(Location annotation dataset excerpts)
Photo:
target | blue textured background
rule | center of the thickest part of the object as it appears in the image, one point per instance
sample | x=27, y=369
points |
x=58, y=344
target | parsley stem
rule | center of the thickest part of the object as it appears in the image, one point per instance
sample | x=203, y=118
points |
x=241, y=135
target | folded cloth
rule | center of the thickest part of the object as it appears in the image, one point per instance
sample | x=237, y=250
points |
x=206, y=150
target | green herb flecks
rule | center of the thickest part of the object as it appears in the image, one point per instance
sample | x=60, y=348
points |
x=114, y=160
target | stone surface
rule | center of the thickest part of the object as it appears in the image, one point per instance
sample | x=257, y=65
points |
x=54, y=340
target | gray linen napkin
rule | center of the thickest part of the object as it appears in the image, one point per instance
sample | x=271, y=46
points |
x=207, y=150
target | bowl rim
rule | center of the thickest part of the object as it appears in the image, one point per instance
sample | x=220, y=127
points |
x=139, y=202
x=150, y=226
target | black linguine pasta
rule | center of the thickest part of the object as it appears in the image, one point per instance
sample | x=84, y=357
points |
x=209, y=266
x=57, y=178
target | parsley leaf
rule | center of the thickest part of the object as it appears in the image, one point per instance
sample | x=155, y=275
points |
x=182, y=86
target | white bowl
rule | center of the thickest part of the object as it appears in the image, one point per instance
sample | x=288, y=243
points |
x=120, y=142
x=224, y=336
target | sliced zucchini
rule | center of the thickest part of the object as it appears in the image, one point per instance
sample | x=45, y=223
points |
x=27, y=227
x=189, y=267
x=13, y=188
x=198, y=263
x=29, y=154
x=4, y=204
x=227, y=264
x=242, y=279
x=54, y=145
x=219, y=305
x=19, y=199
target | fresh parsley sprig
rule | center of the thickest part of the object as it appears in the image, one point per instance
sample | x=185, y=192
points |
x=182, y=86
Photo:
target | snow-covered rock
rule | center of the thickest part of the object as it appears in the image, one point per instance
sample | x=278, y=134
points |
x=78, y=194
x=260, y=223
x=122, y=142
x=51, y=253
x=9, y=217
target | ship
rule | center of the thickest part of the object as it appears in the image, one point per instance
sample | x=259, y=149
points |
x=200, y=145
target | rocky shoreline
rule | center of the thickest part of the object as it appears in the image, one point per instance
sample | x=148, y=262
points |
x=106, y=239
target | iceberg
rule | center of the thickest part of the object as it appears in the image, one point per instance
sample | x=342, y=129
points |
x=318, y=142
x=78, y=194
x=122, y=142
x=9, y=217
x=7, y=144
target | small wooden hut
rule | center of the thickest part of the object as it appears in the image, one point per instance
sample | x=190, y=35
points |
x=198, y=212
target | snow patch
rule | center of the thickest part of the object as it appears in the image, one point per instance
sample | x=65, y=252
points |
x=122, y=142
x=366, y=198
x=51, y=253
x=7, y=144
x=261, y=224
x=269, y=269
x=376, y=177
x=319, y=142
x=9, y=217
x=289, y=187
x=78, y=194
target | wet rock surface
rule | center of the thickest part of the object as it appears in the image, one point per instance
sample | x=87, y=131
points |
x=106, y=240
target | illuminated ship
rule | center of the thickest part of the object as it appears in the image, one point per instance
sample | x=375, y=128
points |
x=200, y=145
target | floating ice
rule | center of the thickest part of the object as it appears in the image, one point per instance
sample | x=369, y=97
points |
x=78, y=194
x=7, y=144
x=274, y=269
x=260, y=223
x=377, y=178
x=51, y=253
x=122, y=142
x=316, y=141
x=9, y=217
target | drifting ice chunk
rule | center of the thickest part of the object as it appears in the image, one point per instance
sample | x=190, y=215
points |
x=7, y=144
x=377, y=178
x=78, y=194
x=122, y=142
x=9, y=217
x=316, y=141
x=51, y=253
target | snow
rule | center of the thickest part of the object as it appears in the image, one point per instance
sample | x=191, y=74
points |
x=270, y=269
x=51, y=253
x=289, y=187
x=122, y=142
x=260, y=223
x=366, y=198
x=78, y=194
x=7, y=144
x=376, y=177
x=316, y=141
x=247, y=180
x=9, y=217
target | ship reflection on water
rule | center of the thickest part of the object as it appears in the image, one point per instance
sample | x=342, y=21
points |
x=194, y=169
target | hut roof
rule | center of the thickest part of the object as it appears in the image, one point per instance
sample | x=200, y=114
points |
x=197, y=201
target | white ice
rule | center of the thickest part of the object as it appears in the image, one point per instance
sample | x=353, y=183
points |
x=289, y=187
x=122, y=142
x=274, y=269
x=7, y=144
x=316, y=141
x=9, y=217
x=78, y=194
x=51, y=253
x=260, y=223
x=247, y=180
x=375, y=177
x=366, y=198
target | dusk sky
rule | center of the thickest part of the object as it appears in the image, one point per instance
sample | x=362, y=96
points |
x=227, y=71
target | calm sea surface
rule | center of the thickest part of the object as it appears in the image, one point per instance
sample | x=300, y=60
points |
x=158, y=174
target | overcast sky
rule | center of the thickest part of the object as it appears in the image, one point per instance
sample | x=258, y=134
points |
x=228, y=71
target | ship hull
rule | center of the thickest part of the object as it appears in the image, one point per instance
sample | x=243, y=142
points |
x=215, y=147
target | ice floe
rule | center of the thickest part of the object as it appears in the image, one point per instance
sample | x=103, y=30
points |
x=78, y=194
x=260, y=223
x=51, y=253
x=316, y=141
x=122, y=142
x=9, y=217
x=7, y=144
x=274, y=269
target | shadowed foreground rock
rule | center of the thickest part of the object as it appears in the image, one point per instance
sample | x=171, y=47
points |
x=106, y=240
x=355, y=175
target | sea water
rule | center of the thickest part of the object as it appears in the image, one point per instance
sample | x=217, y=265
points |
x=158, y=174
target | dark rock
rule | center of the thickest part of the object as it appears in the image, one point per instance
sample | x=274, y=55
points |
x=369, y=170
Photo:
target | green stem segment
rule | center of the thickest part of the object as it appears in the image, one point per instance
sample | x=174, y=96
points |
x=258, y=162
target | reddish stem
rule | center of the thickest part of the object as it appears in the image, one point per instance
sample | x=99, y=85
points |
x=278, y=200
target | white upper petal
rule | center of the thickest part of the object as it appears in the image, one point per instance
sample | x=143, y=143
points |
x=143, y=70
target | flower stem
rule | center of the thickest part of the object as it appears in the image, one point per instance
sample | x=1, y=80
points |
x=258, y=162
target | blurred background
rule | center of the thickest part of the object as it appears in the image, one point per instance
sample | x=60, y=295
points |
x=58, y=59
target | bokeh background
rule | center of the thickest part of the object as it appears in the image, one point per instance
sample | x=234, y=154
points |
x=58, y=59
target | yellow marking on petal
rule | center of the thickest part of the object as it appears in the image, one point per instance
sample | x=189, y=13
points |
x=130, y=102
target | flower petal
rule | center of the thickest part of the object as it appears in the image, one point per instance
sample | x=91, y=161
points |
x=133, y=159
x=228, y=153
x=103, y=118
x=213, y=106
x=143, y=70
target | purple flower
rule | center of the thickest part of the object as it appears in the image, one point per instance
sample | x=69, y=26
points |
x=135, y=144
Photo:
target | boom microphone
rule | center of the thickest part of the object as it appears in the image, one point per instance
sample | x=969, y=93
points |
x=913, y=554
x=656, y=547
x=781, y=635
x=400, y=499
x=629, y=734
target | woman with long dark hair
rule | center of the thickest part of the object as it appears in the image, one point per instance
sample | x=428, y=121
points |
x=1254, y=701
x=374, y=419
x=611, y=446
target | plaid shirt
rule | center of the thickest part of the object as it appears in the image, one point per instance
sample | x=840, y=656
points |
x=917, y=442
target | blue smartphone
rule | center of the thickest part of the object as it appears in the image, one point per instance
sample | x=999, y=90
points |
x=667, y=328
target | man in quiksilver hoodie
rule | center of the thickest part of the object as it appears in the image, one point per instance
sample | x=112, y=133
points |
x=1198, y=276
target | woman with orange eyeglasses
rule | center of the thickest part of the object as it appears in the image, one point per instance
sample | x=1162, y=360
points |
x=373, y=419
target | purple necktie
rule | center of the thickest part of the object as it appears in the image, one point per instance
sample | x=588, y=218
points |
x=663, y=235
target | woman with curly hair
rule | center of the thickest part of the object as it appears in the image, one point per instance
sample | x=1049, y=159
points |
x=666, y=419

▶ **THE TASK**
Rename "folded cloth" to "folded towel" in the items from the start through the line containing "x=207, y=150". Give back only those lines, with nothing else changed.

▶ **ANSWER FOR THE TASK**
Photo:
target | blue textured background
rule | center of the thickest part of the object as it appears in the image, one point per instance
sample | x=27, y=369
points |
x=58, y=344
target | parsley stem
rule | center of the thickest part of the object as it appears in the image, one point per instance
sample | x=203, y=118
points |
x=241, y=135
target | folded towel
rule | center of the thickest part of the object as it appears in the image, one point per instance
sample | x=237, y=250
points |
x=206, y=150
target | green herb flecks
rule | center of the thickest part of the object as it appears in the image, one point per instance
sample | x=60, y=348
points |
x=114, y=160
target | stone surface
rule | center of the thickest part of the object as it appears in the image, one point per instance
sample | x=257, y=65
points |
x=54, y=340
target | gray linen napkin
rule | center of the thickest part of the object as it appears in the image, one point per instance
sample | x=271, y=46
points |
x=207, y=150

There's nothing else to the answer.